Thursday's Child

Wednesday, February 18, 2009


A real snooze......
I realize nothing much has been said the last couple of years, but here I go again!
I'd love to know who this old guy dozing on the porch is. The image is scanned from an old family photo, and I recognize the porch as being what I knew as "the house on Hall Street." It's the one my great-grandmother Lucy lived in, and this may be her father Dr. William Nicholson Bruce. That's the Atlanta paper he isn't reading. The music was added at the time, and beneath the rocker in the old photo you can make out "the arms of Morpheus."
Dating the photo might help me figure out who the classy-looking gentleman is.

Monday, December 18, 2006

A Soldier's Prayer

There's this guy who's the best bagpiper I've ever heard. I'm not alone in thinking that. He's widely acclaimed in bagpipe listening circuits, so those of you who cringe at the sight of a kilt and a pipe will just have to take my word for it. He used to play with Seven Nations, and lately with a group called Rathkeltair.
In recent years he married a charming woman who loved his young son, and we all rejoiced when his second son was born. He's Army reserve and was unfazed at being called to active duty a while back. He thought as many did that this was a righteous war and spoke of "taking out the trash." He was used at first to train soldiers--he's a major--and then in the summer was sent off to Baghdad. I've noticed his posts on his website changing in tone as these last three years have passed.
And then today I dropped by his site, antipypr.com, to find this prayer posted:

A Soldier's Prayer for America in 2008

Lord, in 2008, please send us a leader.
Send us someone we can truly place our trust and confidence in.
Send us someone who at some point in their life actually earned a day's pay for an honest day of hard manual labor.
Send us someone who knows what it's like to just scrape by and wonder how they'll make it to the next paycheck.
Send us someone who volunteered to go to war at his country's behest, and didn't use privilege or status to avoid serving in harm's way, or at all.
Send us someone who seeks wise counsel, and is not ignorant, arrogant, or immature.
Send us someone who treats his office as a sacred trust and not just an opportunity to settle old scores or marginalize the opposition.
Send us someone who will not surround himself with greedy, unscrupulous sycophants.
Send us someone who doesn't lie too well, and when we catch him in a lie, has the balls to admit it.
Send us someone who understands that the United States is part of a global community and not the schoolyard bully.
Send us someone with the maturity, the intelligence, and the guts to make his own well-informed decisions.
Send us someone who puts the interests of this nation above the interests of his party.

Records from an annotation dataset:
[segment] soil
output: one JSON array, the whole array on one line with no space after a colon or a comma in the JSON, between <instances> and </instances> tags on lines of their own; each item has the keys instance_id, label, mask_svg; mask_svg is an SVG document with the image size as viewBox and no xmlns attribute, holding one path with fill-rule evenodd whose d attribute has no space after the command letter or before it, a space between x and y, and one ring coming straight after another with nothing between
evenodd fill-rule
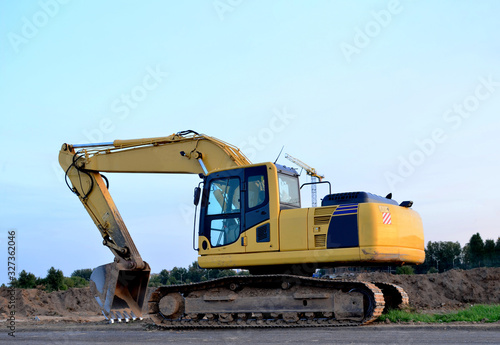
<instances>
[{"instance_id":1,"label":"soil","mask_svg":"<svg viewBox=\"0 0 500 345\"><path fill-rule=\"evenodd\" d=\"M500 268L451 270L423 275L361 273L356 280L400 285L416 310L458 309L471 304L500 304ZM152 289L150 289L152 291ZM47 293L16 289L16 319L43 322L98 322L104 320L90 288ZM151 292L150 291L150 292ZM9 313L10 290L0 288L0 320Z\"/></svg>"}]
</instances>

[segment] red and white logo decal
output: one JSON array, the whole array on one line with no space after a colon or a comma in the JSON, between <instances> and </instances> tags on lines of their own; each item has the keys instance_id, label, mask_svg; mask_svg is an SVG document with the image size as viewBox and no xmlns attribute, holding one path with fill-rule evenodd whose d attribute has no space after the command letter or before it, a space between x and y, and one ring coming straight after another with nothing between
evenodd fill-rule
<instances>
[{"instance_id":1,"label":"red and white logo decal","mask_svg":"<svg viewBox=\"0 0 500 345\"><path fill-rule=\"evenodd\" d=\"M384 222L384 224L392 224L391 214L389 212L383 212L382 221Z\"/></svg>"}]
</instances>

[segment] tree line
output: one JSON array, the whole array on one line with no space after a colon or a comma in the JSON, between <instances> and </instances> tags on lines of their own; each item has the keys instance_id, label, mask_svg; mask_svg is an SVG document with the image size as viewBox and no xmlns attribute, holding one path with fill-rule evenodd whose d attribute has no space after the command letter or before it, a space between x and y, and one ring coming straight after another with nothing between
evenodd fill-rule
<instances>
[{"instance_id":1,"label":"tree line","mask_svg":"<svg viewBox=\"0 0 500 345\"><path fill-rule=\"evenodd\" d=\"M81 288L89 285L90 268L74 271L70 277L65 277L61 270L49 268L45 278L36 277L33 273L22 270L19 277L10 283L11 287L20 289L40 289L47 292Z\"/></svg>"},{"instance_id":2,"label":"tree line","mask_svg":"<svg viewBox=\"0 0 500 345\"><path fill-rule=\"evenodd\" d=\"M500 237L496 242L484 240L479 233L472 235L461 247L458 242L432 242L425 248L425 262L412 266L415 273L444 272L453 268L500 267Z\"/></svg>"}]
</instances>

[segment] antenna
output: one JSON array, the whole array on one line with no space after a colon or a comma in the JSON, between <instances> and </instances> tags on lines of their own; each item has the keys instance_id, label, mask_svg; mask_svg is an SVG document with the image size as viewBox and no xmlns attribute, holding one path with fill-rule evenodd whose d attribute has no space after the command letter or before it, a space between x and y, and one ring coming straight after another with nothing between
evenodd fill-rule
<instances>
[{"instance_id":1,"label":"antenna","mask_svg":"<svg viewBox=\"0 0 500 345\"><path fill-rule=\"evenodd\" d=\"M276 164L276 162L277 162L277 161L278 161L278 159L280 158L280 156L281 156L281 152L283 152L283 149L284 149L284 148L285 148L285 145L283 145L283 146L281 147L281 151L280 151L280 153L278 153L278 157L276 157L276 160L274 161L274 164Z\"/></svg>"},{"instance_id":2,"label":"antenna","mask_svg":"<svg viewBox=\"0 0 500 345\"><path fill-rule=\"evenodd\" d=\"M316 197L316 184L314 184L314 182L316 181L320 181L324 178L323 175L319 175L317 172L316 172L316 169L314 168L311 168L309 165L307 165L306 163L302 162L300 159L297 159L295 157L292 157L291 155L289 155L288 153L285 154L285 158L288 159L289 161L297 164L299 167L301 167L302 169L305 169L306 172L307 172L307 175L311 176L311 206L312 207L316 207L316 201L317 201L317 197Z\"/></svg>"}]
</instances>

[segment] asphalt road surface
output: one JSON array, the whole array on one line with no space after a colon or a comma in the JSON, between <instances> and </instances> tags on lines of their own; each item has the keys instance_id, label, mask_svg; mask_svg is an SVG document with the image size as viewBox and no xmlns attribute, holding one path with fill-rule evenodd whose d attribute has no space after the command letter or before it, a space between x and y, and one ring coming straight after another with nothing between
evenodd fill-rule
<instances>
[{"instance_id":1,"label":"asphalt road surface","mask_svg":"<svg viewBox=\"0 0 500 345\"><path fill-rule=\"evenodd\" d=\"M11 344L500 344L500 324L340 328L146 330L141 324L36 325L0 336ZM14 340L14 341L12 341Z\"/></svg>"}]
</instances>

• [TASKS TO CARRY OUT]
1. According to the blog page, what group has the bagpiper played with lately?
2. Pull out every line of the entries that contains the string "segment". Case counts.

• [RESULTS]
1. Rathkeltair.

2.
[segment] soil
[segment] red and white logo decal
[segment] tree line
[segment] antenna
[segment] asphalt road surface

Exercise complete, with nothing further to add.